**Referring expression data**
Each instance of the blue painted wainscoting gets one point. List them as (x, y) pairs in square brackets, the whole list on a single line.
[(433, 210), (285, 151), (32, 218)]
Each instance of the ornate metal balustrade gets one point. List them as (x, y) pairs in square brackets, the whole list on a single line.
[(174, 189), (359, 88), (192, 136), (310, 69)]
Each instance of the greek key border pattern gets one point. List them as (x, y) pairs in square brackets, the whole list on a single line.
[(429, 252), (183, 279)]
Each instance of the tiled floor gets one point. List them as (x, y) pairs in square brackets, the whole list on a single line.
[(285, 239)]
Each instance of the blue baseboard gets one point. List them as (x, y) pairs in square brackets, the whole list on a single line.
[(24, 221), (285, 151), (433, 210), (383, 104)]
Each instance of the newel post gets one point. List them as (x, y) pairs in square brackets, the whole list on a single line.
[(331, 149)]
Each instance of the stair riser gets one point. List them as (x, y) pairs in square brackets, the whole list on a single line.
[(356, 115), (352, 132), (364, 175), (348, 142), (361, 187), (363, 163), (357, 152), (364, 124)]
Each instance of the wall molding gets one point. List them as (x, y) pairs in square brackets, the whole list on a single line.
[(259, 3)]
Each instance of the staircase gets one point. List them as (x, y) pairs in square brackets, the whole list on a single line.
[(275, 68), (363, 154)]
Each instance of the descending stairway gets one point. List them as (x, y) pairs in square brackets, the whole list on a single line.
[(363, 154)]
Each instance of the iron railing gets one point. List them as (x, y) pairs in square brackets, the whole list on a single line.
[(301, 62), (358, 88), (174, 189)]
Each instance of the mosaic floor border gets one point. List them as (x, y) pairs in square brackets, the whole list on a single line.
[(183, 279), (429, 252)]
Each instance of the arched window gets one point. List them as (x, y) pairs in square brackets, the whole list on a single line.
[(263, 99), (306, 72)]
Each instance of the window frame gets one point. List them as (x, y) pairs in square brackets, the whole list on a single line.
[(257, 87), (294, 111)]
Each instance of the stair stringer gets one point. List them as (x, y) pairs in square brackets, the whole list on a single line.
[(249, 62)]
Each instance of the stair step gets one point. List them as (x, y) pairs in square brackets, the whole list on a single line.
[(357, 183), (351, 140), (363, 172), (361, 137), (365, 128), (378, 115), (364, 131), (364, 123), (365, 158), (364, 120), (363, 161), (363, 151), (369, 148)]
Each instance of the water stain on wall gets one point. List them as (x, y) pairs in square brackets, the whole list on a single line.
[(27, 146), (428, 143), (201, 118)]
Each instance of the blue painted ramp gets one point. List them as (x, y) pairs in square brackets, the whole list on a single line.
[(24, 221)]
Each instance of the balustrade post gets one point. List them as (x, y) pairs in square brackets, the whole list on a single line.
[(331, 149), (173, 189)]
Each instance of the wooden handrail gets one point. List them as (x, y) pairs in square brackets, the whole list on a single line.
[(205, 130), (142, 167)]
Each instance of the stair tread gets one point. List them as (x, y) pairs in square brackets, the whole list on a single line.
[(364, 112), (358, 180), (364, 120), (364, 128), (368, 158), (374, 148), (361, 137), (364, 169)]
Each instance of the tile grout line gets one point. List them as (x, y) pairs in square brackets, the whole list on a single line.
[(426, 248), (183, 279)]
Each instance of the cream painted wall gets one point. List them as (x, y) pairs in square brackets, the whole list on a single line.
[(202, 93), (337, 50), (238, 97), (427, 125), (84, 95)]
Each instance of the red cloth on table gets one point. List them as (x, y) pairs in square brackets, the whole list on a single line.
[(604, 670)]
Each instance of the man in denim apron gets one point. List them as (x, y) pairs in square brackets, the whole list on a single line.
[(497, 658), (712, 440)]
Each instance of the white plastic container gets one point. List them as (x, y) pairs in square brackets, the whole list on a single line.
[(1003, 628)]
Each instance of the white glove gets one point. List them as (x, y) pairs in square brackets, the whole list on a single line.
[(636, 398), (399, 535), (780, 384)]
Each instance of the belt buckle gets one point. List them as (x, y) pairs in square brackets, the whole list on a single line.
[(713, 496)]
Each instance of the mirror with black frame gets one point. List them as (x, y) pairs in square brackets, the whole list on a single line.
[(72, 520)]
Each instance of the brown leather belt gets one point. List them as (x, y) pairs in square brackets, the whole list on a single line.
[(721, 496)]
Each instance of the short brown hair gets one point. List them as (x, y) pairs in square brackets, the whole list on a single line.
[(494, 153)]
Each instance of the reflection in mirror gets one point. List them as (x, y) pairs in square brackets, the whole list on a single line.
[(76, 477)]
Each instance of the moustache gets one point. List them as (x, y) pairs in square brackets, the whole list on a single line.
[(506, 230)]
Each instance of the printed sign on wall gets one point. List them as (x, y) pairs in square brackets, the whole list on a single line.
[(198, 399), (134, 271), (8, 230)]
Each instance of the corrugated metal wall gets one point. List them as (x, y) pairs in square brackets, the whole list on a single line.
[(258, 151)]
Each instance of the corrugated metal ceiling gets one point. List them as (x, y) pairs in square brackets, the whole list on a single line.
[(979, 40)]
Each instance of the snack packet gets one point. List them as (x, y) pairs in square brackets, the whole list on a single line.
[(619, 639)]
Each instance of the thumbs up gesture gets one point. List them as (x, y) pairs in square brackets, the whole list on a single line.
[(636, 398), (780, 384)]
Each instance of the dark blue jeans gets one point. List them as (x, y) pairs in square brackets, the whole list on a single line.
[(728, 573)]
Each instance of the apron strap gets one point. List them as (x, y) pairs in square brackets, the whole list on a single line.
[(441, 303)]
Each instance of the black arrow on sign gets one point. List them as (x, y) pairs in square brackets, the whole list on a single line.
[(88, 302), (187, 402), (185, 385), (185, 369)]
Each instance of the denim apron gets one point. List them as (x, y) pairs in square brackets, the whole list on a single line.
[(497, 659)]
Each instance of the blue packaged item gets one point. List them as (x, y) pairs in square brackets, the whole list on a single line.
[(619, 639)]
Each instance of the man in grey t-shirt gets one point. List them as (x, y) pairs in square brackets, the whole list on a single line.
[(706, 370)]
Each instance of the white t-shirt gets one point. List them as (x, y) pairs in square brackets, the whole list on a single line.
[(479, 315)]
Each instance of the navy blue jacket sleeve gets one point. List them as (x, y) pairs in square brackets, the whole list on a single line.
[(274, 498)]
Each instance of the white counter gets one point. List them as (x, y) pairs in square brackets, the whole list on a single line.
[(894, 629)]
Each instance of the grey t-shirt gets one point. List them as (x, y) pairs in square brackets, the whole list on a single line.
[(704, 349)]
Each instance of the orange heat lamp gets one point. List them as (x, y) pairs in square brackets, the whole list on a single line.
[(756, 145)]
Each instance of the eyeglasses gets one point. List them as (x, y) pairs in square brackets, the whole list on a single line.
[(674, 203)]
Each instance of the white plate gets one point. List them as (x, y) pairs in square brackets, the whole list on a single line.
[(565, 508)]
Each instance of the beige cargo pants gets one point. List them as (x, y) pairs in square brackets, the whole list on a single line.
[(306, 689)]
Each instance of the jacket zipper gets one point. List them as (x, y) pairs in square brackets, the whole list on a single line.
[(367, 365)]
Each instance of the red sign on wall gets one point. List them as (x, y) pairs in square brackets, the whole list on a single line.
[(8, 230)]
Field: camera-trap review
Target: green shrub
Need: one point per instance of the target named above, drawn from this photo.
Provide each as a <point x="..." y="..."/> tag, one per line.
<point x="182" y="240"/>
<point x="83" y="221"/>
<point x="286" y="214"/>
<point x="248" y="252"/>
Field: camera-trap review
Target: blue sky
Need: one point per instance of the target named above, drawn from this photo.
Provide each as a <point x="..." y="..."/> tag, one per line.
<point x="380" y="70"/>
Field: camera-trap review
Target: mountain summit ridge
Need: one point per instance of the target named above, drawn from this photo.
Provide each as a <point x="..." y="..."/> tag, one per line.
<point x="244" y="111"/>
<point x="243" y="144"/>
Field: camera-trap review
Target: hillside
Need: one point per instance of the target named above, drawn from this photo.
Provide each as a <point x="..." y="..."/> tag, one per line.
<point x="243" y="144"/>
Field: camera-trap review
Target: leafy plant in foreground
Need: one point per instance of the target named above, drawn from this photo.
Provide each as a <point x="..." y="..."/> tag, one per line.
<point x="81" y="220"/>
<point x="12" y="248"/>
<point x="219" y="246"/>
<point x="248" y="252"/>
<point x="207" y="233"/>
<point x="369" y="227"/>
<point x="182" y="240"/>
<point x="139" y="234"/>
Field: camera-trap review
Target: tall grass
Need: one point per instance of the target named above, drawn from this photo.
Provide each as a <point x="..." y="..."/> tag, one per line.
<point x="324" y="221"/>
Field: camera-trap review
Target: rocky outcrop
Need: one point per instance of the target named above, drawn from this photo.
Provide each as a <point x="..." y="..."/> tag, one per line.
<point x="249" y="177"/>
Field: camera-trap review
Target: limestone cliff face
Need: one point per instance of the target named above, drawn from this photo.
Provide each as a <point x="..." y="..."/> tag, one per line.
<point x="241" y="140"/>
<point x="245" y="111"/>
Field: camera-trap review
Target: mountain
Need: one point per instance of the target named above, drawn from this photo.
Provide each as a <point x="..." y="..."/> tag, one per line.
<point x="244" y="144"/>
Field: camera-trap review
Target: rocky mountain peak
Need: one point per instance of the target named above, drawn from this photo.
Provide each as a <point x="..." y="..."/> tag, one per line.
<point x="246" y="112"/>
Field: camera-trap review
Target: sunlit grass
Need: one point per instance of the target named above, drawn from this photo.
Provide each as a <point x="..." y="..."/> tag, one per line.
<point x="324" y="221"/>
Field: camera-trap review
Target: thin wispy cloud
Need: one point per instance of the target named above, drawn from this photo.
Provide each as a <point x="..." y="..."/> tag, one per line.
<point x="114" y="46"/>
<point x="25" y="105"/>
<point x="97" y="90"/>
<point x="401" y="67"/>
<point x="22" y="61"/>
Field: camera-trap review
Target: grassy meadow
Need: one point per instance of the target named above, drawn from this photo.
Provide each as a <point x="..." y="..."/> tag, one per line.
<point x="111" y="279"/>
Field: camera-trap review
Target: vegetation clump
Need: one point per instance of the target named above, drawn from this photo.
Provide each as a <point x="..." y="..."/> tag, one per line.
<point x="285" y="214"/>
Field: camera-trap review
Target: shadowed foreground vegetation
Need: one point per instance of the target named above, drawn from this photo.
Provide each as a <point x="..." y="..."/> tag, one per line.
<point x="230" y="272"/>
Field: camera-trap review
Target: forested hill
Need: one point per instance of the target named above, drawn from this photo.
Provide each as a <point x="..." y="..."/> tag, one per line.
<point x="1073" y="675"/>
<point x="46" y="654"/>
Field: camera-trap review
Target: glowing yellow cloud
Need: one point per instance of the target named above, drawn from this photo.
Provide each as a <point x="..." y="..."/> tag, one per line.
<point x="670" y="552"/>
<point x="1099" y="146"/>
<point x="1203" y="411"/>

**AIM OF THE EXERCISE**
Locate the word "foreground" in the entries, and copy every line where it is found.

**ANSWER**
Target: leafy plant in foreground
Target: shadowed foreground vegetation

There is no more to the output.